▸ **Dataset extract**:

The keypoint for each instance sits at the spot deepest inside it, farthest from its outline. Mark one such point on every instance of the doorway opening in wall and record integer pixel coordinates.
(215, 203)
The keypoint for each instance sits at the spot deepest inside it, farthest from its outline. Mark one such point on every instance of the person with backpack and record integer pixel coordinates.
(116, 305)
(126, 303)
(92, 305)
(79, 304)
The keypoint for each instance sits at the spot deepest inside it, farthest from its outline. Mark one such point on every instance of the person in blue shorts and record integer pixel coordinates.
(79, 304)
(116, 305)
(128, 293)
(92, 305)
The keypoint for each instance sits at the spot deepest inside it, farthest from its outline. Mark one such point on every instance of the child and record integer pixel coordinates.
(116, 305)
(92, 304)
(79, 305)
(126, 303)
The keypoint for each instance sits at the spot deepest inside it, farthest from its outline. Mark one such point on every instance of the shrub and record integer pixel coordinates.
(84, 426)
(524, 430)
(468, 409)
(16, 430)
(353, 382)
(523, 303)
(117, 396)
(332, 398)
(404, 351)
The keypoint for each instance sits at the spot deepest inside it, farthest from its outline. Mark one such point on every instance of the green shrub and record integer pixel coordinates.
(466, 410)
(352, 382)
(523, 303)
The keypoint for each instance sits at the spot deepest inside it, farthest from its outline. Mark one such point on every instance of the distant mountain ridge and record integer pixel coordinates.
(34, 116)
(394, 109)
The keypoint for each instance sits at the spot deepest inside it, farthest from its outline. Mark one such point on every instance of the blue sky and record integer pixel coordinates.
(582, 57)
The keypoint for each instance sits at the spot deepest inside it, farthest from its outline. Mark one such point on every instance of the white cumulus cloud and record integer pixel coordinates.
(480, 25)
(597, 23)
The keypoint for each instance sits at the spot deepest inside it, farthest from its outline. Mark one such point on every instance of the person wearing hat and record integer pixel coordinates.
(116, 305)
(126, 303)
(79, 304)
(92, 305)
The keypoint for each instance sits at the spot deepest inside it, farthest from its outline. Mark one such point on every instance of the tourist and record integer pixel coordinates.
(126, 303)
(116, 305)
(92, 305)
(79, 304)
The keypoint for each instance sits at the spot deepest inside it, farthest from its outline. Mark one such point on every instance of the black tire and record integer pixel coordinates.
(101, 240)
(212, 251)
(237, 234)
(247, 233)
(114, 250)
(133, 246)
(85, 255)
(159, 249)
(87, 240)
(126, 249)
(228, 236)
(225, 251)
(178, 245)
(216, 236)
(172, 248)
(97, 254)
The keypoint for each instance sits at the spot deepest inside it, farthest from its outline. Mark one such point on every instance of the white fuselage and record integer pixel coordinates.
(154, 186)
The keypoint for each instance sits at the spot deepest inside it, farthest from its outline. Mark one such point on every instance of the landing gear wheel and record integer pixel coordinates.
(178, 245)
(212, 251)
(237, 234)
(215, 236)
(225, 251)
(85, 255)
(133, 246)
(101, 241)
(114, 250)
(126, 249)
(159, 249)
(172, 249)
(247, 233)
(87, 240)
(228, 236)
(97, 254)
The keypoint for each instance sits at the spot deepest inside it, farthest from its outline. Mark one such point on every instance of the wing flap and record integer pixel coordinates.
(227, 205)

▸ **Work to be completed**:
Whatever appears in the lines above should be copied exactly.

▸ **Written solution**:
The keypoint for each instance sits at the spot deepest inside it, farthest from its outline. Mark one such point on every instance of the doorway opening in wall and record integer pixel coordinates.
(215, 203)
The keypoint for each instance sits at the spot deepest inside it, farthest from its outline. Mark one such point on every instance of the person with backpack and record integer pixel coordinates.
(116, 305)
(126, 303)
(92, 305)
(79, 304)
The keypoint for each instance sits at the spot deepest inside it, farthest from its outline. Mark one such point on every instance of the person in blue shorts and record integer pixel coordinates.
(79, 304)
(116, 305)
(128, 293)
(92, 305)
The keypoint for each instance sits at the spot deepest inside it, farthest from its outline. Mark one such point on every instance of the child and record integer pixel coordinates.
(116, 305)
(92, 304)
(79, 305)
(126, 303)
The keypoint for each instance sits at the spot deepest inside it, farthest from its outline. Mark one such point on every instance of the shrub and record integer pixel coordinates.
(84, 426)
(524, 430)
(468, 409)
(16, 430)
(353, 382)
(523, 303)
(117, 396)
(332, 398)
(404, 351)
The keypoint for each instance sits at the spot deepest inside it, farthest from its outline. Mark one such point on every instance of the green shrub and record integer pixel coordinates.
(466, 410)
(352, 382)
(523, 303)
The keypoint for each instance sits at the spot deepest inside it, farthest from its outline. Mark one such point on every instance of the distant mountain ridge and record integer pixel coordinates.
(34, 116)
(394, 109)
The keypoint for each instance sits at the spot deepest inside it, farthest from its outline. Mark one such point on every instance of the blue sky and record integer pixel coordinates.
(582, 57)
The keypoint for each instance sits at the spot deepest inside it, farthest from its outline. Mark one such point on every instance of the white cumulus cloud and record integer pixel coordinates.
(480, 25)
(597, 23)
The keypoint for each instance sits at the spot deepest inside it, farthest from its outline. Mark one such point on every instance of the person wearing hat and record integer pixel coordinates.
(116, 305)
(126, 303)
(79, 304)
(92, 305)
The keypoint for each instance sits at the spot deepest inside it, farthest from its outline. Mark one such point on every instance of the tourist and record integer pixel coordinates.
(126, 303)
(116, 305)
(92, 305)
(79, 304)
The keypoint for each instance sits at the spot deepest inside it, farthest from its outline. Mark one such point on every instance of the black tire and record integer pixel coordinates.
(101, 240)
(212, 251)
(237, 234)
(247, 233)
(114, 250)
(133, 246)
(85, 255)
(159, 249)
(87, 240)
(126, 249)
(228, 236)
(225, 251)
(178, 245)
(216, 236)
(172, 248)
(97, 254)
The keypoint for each instance sits at the spot deepest inside it, farthest from its outline. Mark one such point on every instance of the white fuselage and record integer pixel coordinates.
(154, 186)
The keypoint for each instance sits at the spot deepest inside it, farthest from its outline. Mark one such point on every instance of the landing gear wheel and record integer pixel coordinates.
(178, 245)
(212, 251)
(237, 234)
(215, 236)
(225, 251)
(85, 255)
(133, 246)
(101, 241)
(114, 250)
(126, 249)
(159, 249)
(172, 249)
(247, 233)
(87, 240)
(228, 236)
(97, 254)
The keypoint for each instance sits at the spot deepest inside it, farthest from its outline. Mark one such point on every instance of the wing flap and record integer pixel coordinates.
(227, 205)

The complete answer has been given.